• _Work instructions_
How many lines in the records below contain the word "interior"? Reply with the number only.
___ Data excerpts ___
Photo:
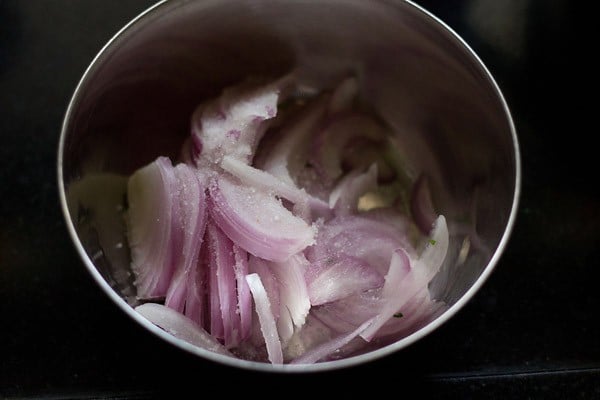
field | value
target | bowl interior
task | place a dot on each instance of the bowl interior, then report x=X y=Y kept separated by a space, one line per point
x=451 y=122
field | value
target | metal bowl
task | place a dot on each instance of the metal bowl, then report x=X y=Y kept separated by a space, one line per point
x=134 y=102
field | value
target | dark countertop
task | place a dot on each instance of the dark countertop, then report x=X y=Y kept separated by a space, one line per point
x=531 y=332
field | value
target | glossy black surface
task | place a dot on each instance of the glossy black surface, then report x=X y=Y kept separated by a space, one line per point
x=531 y=332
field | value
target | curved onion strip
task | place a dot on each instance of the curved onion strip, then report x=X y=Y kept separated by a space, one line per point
x=362 y=237
x=293 y=294
x=216 y=318
x=181 y=327
x=344 y=197
x=222 y=262
x=344 y=277
x=196 y=295
x=244 y=297
x=265 y=181
x=288 y=156
x=257 y=221
x=152 y=192
x=418 y=311
x=343 y=95
x=192 y=203
x=266 y=319
x=319 y=352
x=233 y=124
x=399 y=288
x=330 y=142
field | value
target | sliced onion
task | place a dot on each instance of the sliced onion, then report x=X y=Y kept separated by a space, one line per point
x=196 y=301
x=191 y=188
x=293 y=294
x=368 y=239
x=244 y=297
x=270 y=184
x=400 y=287
x=154 y=230
x=266 y=319
x=326 y=349
x=261 y=267
x=421 y=205
x=181 y=327
x=257 y=221
x=222 y=264
x=344 y=197
x=346 y=314
x=343 y=277
x=234 y=123
x=288 y=156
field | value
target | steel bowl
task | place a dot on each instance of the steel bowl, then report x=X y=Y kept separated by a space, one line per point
x=134 y=101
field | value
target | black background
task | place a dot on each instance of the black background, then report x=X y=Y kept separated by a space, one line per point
x=531 y=332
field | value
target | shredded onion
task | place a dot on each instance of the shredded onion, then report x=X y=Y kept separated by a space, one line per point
x=273 y=239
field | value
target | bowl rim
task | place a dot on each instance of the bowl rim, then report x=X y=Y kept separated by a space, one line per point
x=370 y=356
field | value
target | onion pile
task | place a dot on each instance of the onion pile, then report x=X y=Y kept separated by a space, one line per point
x=281 y=234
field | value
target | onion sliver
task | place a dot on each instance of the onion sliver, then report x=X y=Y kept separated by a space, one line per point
x=399 y=287
x=266 y=319
x=234 y=123
x=288 y=156
x=153 y=227
x=181 y=327
x=257 y=221
x=192 y=204
x=225 y=318
x=421 y=205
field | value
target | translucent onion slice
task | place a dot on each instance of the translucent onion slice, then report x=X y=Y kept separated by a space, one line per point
x=266 y=319
x=343 y=277
x=399 y=286
x=268 y=183
x=181 y=327
x=261 y=267
x=421 y=205
x=197 y=291
x=330 y=142
x=288 y=156
x=193 y=211
x=234 y=123
x=343 y=95
x=153 y=227
x=364 y=237
x=320 y=352
x=293 y=294
x=257 y=221
x=346 y=314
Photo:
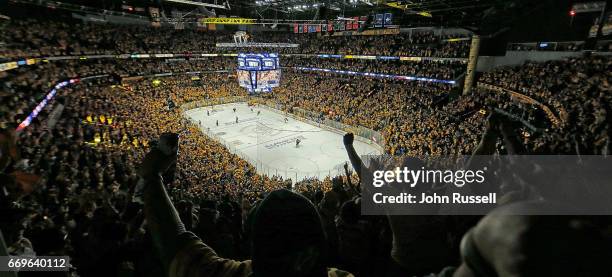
___
• _Solution below_
2